• TASK TO COMPLETE
Reproduce word for word the portion of the article on South Africa's toilet paper supply during lockdown, starting at "01 April 2020" and ending at "as toilet paper.".

• SELECTED TEXT
-- Opening Marker --

Positive out-loo-k: why SA shouldn’t run out of toilet paper during lockdown

01 April 2020 | Web Article Number: ME202018622

Agriculture & Sugar
Commerce & Trade
Forestry, Pulp & Paper
Green Industries & Renewable Energy
Packaging
Positive out-loo-k: why SA shouldn’t run out of toilet paper during lockdown

THE pulp, paper, packaging, recycling and tissue value chains are continuing to operate as a “critical business continuity service” supporting the manufacturing, processing and distribution of essential goods and services during the lockdown, says the Paper Manufacturers Association of South Africa (PAMSA).

The sector provides wood and recycled paper fibre for the production of essential goods such as tissue, toilet paper, paper packaging, hospital gowns and masks, and personal hygiene products.

The outbreak of COVID-19 has caused a global phenomenon in recent weeks: the stockpiling and panic buying of items such as toilet paper.

-- Closing Marker --

• INFORMATION SHOWN
-- Opening Marker --

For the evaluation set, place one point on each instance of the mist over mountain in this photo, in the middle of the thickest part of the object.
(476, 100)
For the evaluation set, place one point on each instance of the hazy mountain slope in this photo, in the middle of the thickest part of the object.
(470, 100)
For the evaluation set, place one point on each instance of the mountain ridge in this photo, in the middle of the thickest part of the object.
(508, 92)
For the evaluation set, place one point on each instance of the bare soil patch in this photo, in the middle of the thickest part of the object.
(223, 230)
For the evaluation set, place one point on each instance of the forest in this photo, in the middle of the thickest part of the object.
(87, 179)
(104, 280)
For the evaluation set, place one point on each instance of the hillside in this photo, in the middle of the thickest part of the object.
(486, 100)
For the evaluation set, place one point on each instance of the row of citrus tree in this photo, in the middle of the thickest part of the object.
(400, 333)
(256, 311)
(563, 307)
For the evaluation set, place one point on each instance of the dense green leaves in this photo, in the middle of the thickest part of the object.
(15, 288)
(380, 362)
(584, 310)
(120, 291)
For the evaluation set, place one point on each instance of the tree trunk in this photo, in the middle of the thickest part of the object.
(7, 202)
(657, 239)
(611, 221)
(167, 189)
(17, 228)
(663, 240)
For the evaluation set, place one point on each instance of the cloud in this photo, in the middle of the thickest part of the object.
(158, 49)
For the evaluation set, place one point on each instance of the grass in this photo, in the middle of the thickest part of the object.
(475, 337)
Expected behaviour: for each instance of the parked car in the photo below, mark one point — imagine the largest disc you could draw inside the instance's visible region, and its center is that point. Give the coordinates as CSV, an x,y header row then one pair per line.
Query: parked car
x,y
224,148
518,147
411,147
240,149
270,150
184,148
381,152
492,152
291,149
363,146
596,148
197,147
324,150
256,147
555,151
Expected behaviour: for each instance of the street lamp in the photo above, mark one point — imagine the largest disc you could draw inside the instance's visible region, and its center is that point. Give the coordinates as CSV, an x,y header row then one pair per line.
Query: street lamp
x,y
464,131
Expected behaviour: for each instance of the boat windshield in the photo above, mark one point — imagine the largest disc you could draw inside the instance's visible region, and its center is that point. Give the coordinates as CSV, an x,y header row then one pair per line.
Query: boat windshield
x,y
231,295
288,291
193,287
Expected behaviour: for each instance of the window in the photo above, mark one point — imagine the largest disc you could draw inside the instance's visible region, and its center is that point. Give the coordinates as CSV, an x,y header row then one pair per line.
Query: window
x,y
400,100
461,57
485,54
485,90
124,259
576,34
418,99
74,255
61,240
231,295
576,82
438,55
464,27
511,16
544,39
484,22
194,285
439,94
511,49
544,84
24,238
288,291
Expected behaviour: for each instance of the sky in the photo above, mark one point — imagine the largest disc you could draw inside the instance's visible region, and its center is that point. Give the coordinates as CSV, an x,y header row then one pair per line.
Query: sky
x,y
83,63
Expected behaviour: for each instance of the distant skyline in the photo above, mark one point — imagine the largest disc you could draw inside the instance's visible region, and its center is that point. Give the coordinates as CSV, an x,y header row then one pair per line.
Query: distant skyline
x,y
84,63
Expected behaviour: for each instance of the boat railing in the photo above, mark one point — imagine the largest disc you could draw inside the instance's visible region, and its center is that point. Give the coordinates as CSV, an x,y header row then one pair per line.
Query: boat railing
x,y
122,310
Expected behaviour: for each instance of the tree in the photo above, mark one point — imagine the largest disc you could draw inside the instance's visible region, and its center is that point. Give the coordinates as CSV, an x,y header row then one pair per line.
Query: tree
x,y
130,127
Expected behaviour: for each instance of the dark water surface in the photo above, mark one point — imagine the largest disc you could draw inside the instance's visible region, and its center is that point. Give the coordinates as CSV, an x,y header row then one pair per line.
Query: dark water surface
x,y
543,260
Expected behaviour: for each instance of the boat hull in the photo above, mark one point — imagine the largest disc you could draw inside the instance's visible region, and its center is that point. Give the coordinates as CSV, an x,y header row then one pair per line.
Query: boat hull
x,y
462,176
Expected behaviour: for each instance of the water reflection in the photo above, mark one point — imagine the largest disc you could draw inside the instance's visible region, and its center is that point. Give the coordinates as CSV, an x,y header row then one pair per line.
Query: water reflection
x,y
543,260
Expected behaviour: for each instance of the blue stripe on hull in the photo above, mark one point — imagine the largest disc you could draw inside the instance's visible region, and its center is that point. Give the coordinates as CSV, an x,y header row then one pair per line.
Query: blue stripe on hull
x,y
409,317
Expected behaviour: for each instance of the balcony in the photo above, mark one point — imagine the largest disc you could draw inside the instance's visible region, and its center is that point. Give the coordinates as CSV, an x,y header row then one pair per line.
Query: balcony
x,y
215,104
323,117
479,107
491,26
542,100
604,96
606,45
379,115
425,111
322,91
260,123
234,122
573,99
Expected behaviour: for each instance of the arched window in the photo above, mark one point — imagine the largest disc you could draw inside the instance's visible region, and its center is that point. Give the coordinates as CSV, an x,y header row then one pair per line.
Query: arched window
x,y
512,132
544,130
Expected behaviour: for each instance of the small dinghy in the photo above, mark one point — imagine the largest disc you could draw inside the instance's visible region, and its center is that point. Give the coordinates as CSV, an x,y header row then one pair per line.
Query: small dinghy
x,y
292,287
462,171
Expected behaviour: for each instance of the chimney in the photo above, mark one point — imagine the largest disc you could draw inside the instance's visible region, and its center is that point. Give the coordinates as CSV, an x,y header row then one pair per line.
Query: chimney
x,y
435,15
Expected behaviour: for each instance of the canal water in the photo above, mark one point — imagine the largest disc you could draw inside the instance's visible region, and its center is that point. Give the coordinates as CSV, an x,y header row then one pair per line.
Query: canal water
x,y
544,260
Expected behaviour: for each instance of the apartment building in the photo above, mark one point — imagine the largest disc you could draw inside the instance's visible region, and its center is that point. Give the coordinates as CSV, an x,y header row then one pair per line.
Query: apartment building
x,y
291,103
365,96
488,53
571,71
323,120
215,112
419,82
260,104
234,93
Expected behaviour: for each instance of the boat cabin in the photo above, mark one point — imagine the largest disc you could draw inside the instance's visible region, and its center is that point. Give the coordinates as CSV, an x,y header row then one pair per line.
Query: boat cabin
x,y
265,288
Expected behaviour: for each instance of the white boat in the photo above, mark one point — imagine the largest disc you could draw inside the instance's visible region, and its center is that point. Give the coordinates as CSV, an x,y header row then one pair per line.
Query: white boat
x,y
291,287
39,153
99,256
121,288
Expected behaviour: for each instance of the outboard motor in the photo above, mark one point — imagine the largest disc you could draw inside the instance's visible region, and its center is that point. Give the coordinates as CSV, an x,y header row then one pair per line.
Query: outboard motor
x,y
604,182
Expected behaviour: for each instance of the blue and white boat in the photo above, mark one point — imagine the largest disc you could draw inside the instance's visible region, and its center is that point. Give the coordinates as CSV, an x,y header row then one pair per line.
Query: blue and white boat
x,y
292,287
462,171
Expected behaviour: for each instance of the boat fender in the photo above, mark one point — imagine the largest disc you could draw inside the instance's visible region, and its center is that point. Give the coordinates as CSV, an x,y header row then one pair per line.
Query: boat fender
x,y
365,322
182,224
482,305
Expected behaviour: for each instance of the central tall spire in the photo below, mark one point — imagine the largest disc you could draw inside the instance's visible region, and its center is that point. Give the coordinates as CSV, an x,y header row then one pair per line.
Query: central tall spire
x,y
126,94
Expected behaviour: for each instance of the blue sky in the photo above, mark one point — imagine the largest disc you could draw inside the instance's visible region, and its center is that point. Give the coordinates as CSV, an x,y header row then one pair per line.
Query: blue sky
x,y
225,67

-- Closing Marker --

• RESULT OF THE EXERCISE
01 April 2020 | Web Article Number: ME202018622

Agriculture & Sugar
Commerce & Trade
Forestry, Pulp & Paper
Green Industries & Renewable Energy
Packaging
Positive out-loo-k: why SA shouldn’t run out of toilet paper during lockdown

THE pulp, paper, packaging, recycling and tissue value chains are continuing to operate as a “critical business continuity service” supporting the manufacturing, processing and distribution of essential goods and services during the lockdown, says the Paper Manufacturers Association of South Africa (PAMSA).

The sector provides wood and recycled paper fibre for the production of essential goods such as tissue, toilet paper, paper packaging, hospital gowns and masks, and personal hygiene products.

The outbreak of COVID-19 has caused a global phenomenon in recent weeks: the stockpiling and panic buying of items such as toilet paper.